Count how many lines in the items below contain the word "white" and give only that number. Case counts.

** Start of Records shown **

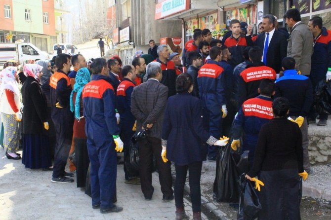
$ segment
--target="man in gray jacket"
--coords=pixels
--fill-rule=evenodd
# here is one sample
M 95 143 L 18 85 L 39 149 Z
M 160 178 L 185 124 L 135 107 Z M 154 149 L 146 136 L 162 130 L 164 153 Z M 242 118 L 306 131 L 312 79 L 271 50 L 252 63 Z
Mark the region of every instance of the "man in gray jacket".
M 150 131 L 147 137 L 138 142 L 141 191 L 146 200 L 152 199 L 154 191 L 151 170 L 154 154 L 159 170 L 163 200 L 169 201 L 173 199 L 170 163 L 164 163 L 161 157 L 161 131 L 168 87 L 160 83 L 162 79 L 161 64 L 150 63 L 146 73 L 149 79 L 134 87 L 131 95 L 131 112 L 137 119 L 137 132 L 143 130 Z
M 296 70 L 303 75 L 309 75 L 313 54 L 313 35 L 307 25 L 301 22 L 300 12 L 295 8 L 289 10 L 284 15 L 290 29 L 288 39 L 288 57 L 295 60 Z

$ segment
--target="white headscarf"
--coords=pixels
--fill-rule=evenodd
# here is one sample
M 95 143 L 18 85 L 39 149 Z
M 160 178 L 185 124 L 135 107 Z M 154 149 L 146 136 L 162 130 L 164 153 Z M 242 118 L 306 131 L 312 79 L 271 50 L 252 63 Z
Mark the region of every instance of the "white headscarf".
M 15 80 L 17 68 L 8 67 L 2 70 L 0 74 L 0 94 L 5 89 L 9 89 L 18 96 L 20 95 L 18 84 Z

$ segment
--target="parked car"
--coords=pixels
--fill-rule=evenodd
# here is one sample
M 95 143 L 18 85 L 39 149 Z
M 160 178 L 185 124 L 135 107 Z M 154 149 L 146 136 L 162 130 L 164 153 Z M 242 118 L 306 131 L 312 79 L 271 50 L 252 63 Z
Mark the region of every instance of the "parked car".
M 57 53 L 57 44 L 58 44 L 56 43 L 53 45 L 54 56 L 56 55 Z M 71 43 L 59 43 L 59 44 L 60 44 L 60 46 L 61 46 L 61 48 L 62 49 L 62 53 L 71 55 L 71 48 L 72 48 L 73 44 Z M 80 54 L 81 52 L 78 48 L 74 45 L 74 47 L 75 47 L 75 54 Z
M 18 60 L 20 64 L 26 60 L 49 59 L 49 55 L 32 43 L 18 42 L 0 43 L 0 66 L 9 60 Z

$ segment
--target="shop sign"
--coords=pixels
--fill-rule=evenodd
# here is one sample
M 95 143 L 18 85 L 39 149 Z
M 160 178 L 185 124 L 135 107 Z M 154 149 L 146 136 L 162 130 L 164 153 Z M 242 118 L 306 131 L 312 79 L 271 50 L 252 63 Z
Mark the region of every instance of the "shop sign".
M 119 28 L 113 31 L 113 43 L 116 43 L 120 42 L 120 33 Z
M 300 14 L 310 12 L 310 0 L 294 0 L 291 8 L 296 8 Z
M 166 0 L 155 5 L 155 20 L 190 9 L 190 0 Z
M 331 8 L 331 0 L 317 0 L 313 1 L 312 11 Z
M 120 31 L 120 41 L 130 40 L 130 27 L 127 27 Z

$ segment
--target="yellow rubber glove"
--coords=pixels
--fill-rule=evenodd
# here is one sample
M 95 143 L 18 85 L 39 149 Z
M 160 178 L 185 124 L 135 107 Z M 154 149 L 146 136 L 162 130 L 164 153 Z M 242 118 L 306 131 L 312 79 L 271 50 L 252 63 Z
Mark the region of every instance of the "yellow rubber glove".
M 303 181 L 305 181 L 306 180 L 307 180 L 307 178 L 308 178 L 308 173 L 307 173 L 306 171 L 304 170 L 302 173 L 300 173 L 299 174 L 299 176 L 300 176 L 302 178 Z
M 302 116 L 299 116 L 299 117 L 297 117 L 294 122 L 299 125 L 299 127 L 301 128 L 301 126 L 302 125 L 302 123 L 303 123 L 303 121 L 304 120 L 304 118 L 302 117 Z
M 63 107 L 61 106 L 59 102 L 57 102 L 56 104 L 55 104 L 55 107 L 58 108 L 59 109 L 63 109 Z
M 237 150 L 237 148 L 240 147 L 240 140 L 234 140 L 231 143 L 231 148 L 233 150 Z
M 259 192 L 261 189 L 260 188 L 260 185 L 262 185 L 262 186 L 264 186 L 264 183 L 263 183 L 262 181 L 257 180 L 255 178 L 252 178 L 252 181 L 254 181 L 255 182 L 255 189 L 257 189 L 257 191 Z
M 168 159 L 166 159 L 166 147 L 162 146 L 161 156 L 162 157 L 162 160 L 163 160 L 163 162 L 166 163 L 168 161 Z
M 48 122 L 47 121 L 46 122 L 43 122 L 43 127 L 45 128 L 45 129 L 48 130 L 49 129 L 49 125 L 48 125 Z

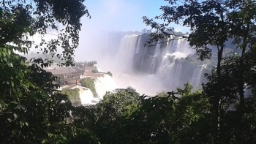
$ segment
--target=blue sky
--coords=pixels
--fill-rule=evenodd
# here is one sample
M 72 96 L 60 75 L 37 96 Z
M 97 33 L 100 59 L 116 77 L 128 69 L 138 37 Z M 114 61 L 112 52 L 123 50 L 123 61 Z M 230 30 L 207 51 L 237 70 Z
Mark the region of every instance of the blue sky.
M 86 0 L 91 19 L 82 18 L 83 29 L 141 31 L 147 27 L 143 16 L 153 18 L 162 13 L 164 0 Z M 182 29 L 182 28 L 178 28 Z M 82 31 L 83 31 L 82 29 Z

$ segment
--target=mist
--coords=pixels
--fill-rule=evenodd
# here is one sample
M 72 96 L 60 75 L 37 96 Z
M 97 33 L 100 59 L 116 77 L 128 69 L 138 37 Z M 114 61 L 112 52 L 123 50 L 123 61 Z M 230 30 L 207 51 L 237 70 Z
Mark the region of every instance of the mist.
M 91 19 L 84 17 L 81 20 L 80 45 L 75 53 L 75 60 L 97 61 L 97 67 L 113 74 L 119 88 L 132 86 L 140 94 L 147 95 L 170 91 L 170 86 L 156 75 L 132 70 L 124 58 L 128 53 L 124 53 L 123 56 L 118 53 L 121 48 L 121 48 L 122 37 L 134 34 L 139 35 L 143 29 L 150 29 L 143 24 L 142 17 L 154 18 L 159 15 L 159 9 L 166 1 L 154 3 L 146 0 L 136 2 L 133 0 L 86 1 Z

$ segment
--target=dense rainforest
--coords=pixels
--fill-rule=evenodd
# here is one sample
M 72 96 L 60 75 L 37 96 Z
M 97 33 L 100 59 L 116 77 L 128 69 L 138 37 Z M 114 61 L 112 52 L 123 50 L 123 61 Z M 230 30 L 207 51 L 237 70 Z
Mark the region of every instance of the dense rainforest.
M 255 143 L 256 1 L 166 1 L 161 15 L 143 18 L 154 30 L 146 45 L 178 36 L 171 23 L 189 27 L 180 37 L 199 58 L 217 53 L 208 82 L 195 91 L 184 83 L 152 97 L 117 89 L 91 106 L 75 106 L 56 90 L 56 77 L 43 69 L 51 61 L 28 64 L 21 56 L 35 48 L 72 65 L 80 18 L 90 18 L 84 0 L 1 1 L 0 143 Z M 40 42 L 31 40 L 34 34 Z M 227 39 L 241 53 L 223 57 Z

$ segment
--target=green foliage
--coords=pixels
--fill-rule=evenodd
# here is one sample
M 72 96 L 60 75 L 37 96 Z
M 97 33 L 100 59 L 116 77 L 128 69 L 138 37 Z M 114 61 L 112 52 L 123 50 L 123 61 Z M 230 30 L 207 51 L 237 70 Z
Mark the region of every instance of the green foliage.
M 81 105 L 79 91 L 80 90 L 78 88 L 75 88 L 75 89 L 64 88 L 61 90 L 61 94 L 66 94 L 72 105 L 78 106 Z
M 83 1 L 0 1 L 1 143 L 65 143 L 72 137 L 67 121 L 73 107 L 66 96 L 55 92 L 56 77 L 43 69 L 50 61 L 34 58 L 28 66 L 17 52 L 26 54 L 34 47 L 44 53 L 63 56 L 67 65 L 72 64 L 80 19 L 89 15 Z M 46 41 L 49 29 L 59 35 Z M 30 40 L 35 34 L 42 38 L 39 45 Z M 57 47 L 63 48 L 61 55 L 56 54 Z
M 93 78 L 86 77 L 83 80 L 81 80 L 80 83 L 81 83 L 82 86 L 89 88 L 94 94 L 94 96 L 97 97 L 97 94 L 96 93 L 94 80 L 95 80 Z

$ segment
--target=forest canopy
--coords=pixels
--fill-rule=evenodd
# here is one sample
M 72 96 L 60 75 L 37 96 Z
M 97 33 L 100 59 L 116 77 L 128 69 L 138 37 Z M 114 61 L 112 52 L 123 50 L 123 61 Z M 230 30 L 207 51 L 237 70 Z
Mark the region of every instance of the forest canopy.
M 72 105 L 80 104 L 78 89 L 66 91 L 72 97 L 56 91 L 56 77 L 43 69 L 50 61 L 34 58 L 29 65 L 17 53 L 34 48 L 72 65 L 80 18 L 90 17 L 84 0 L 1 1 L 1 143 L 255 143 L 256 1 L 166 1 L 162 15 L 143 17 L 156 30 L 149 44 L 174 36 L 186 38 L 202 60 L 217 53 L 208 81 L 195 91 L 186 83 L 151 97 L 132 87 L 117 89 L 90 106 Z M 191 33 L 176 35 L 172 23 Z M 30 39 L 34 34 L 41 36 L 39 44 Z M 56 38 L 48 40 L 48 34 Z M 241 53 L 223 57 L 227 39 Z

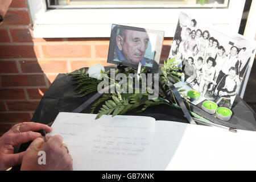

** End of Records shown **

- _Result of this exercise_
2